© Léa Taillefert-Rolland

Le CSE doit s'emparer de la prévention

par Nathalie Quéruel / janvier 2020

C’est le big-bang introduit par les ordonnances travail. Le comité social et économique (CSE) enterre les anciennes instances  représentatives du personnel dans les entreprises de plus de dix salariés. Exit donc le CHSCT, qui avait montré sa capacité à peser sur l’amélioration des conditions de travail. Le CSE hérite de ses prérogatives. Qu’en fera-t-il pour préserver la santé des travailleurs ? C’est la question. La façon dont il a été mis en place ne prête pas forcément à l’optimisme. La négociation s’est résumée à une passe d’armes entre directions cherchant à rationaliser et syndicats tentant d’enrayer la baisse des moyens… quand cela n’a pas été une décision unilatérale de l’employeur !
+ + + + + + +
D'après l'extrait du document, dans quelles entreprises le comité social et économique remplace-t-il les anciennes instances représentatives du personnel ?

Contenu des données »
+ + + + + + +
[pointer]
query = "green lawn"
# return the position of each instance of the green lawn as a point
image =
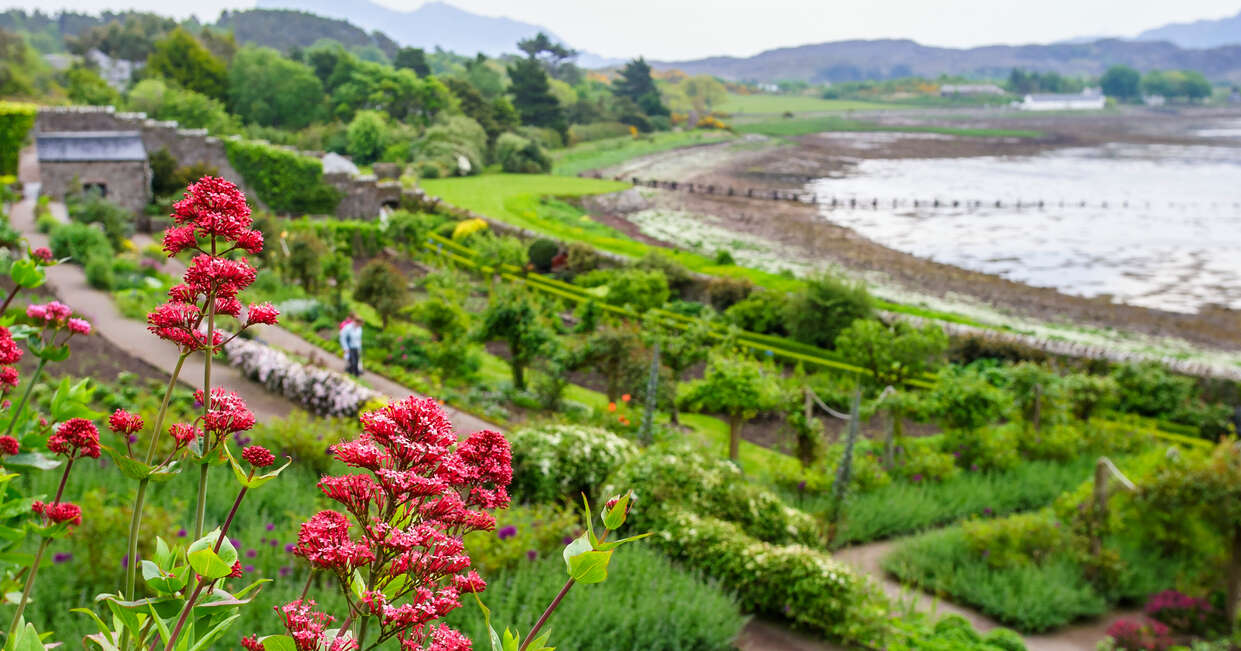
+ + + + + + +
Corrigé » Dans les entreprises de plus de dix salariés.